• **EXCERPTED PASSAGE**
......

For the managers of No. 2 players in other markets, consider this: The top spot is up for grabs. For those at No. 1, always remember: It's best not to make assumptions about that perennial lead. Act, and react. As Intel Chairman Andrew Grove often says: "Only the paranoid survive."
National marketers and nationwide marketing are hallmarks of the U.S. economy. But the wise national marketer knows that catering to local market differences pays off. Ford Motor Co. and J.C. Penney Co., as we reported last week, are wagering that will be so with new campaigns that target Asian-Americans in California -- and they're making a smart bet.
In its case, Ford created ads specifically for Asian subgroups -- Chinese, Korean and Filipino -- with TV and newspaper ads in each group's language and with actors drawn from those nationality groups. The Asian-languages ads will appear in Asian-languages TV and newspapers and will be tied with event marketing.

......

• **SUPPLIED INFORMATION**
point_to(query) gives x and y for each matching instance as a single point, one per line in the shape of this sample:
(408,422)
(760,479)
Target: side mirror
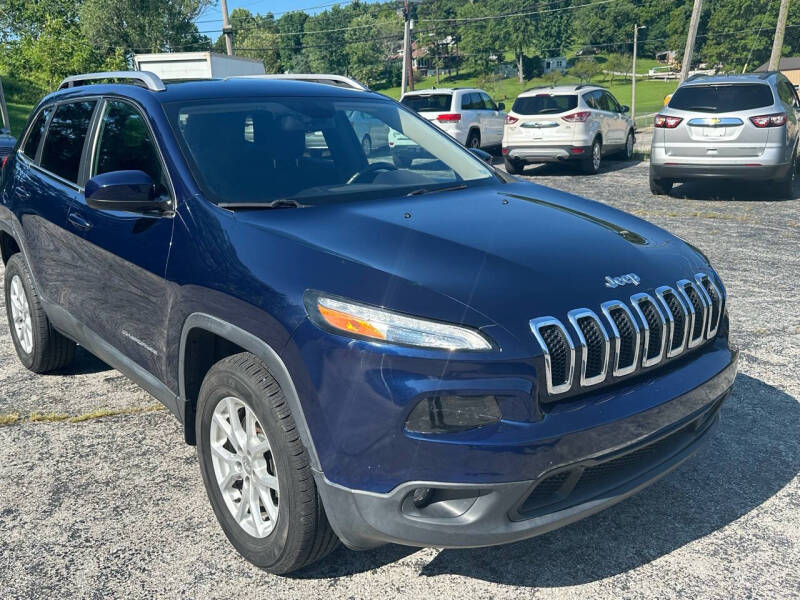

......

• **PROBLEMS TO SOLVE**
**a)** In the marketing passage, which Asian subgroups did Ford create ads for?
**b)** Repeat everything in the marketing passage from "In its case, Ford" down to "with event marketing.".
**c)** Decide whether each statement agrees with the marketing passage, and support each yes or no with the deciding words quoted from it. (i) Ford's ads use actors drawn from the targeted nationality groups. (ii) The new Ford and J.C. Penney campaigns target Asian-Americans in Texas. (iii) The Asian-language ads will appear in English-language newspapers.

• **RESULTS**
**a)** Chinese, Korean and Filipino.

**b)**
In its case, Ford created ads specifically for Asian subgroups -- Chinese, Korean and Filipino -- with TV and newspaper ads in each group's language and with actors drawn from those nationality groups. The Asian-languages ads will appear in Asian-languages TV and newspapers and will be tied with event marketing.

**c)**
(i) Yes: "with actors drawn from those nationality groups."
(ii) No: "target Asian-Americans in California."
(iii) No: "will appear in Asian-languages TV and newspapers."